_Aim_
Below, reproduce verbatim the part of the rows that opens with the line containing "Outline every instance of the **surfer's" and closes with the line containing "415 183 L 359", both lines included. Omit the pictures.

_Data provided_

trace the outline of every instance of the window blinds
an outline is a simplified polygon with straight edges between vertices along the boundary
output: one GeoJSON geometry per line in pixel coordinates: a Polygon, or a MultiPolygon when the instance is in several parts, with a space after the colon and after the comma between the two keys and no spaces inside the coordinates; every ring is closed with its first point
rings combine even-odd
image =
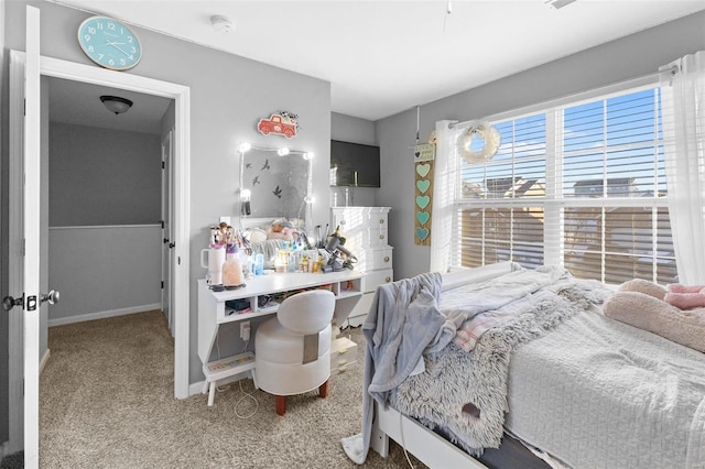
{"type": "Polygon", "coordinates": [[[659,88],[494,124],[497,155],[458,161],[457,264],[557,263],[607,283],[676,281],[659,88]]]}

==

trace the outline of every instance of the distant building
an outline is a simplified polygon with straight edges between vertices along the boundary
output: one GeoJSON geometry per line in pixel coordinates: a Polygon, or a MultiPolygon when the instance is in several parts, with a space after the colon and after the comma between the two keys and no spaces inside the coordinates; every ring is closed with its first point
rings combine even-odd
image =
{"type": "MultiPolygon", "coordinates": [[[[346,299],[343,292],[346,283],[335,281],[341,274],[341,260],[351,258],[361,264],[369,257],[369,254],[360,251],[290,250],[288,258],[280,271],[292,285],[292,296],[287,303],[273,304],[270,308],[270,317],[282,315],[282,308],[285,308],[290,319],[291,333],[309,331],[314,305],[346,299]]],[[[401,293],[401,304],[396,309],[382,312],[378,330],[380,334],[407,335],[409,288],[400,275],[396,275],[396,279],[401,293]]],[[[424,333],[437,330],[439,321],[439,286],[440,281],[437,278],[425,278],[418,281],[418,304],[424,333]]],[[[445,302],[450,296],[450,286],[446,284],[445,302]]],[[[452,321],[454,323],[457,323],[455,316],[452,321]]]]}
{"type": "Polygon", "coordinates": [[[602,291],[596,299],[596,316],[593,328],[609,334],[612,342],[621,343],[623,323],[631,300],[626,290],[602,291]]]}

--

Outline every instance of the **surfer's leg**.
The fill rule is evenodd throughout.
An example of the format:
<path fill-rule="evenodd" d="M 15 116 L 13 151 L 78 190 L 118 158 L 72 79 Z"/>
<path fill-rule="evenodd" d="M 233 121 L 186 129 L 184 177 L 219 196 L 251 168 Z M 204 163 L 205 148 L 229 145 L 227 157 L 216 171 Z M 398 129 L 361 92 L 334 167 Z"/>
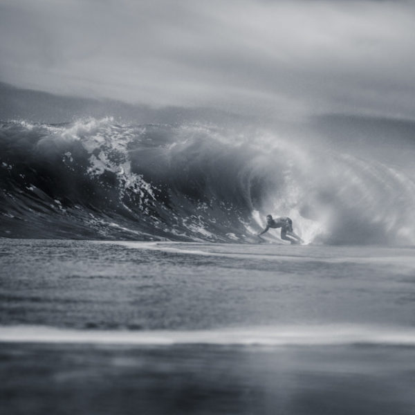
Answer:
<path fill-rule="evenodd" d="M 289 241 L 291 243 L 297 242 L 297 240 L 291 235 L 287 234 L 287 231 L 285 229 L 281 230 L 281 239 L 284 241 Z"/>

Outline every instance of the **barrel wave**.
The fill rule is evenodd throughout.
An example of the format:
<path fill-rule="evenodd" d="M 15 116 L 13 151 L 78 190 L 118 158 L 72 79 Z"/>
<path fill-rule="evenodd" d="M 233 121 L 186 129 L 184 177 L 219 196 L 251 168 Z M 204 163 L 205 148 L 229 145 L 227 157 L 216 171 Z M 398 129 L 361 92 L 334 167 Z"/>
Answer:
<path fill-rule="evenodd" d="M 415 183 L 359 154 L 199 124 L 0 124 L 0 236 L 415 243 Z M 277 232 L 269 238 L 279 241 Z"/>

_Task answer_
Outline every instance of the **surfer's leg**.
The fill rule is evenodd throughout.
An example of the format:
<path fill-rule="evenodd" d="M 15 116 L 13 151 L 78 190 L 118 158 L 72 79 Z"/>
<path fill-rule="evenodd" d="M 233 121 L 186 129 L 184 177 L 219 196 L 251 168 Z M 204 163 L 205 148 L 229 145 L 227 157 L 216 171 Z M 398 129 L 361 92 L 334 167 Z"/>
Answer:
<path fill-rule="evenodd" d="M 289 241 L 291 243 L 297 242 L 297 240 L 291 235 L 287 234 L 287 231 L 285 229 L 281 230 L 281 239 L 284 241 Z"/>

Outline every instance of the **barrel wave**.
The fill rule is evenodd throughout.
An example of the format:
<path fill-rule="evenodd" d="M 15 116 L 13 151 L 78 190 L 118 158 L 72 79 Z"/>
<path fill-rule="evenodd" d="M 233 121 L 186 129 L 184 177 L 219 196 L 251 168 Z M 204 163 L 205 148 L 229 145 L 227 157 L 216 171 Z M 398 129 L 361 92 L 334 167 Z"/>
Answer:
<path fill-rule="evenodd" d="M 415 183 L 359 154 L 199 124 L 0 124 L 0 236 L 415 243 Z M 277 232 L 269 238 L 279 241 Z"/>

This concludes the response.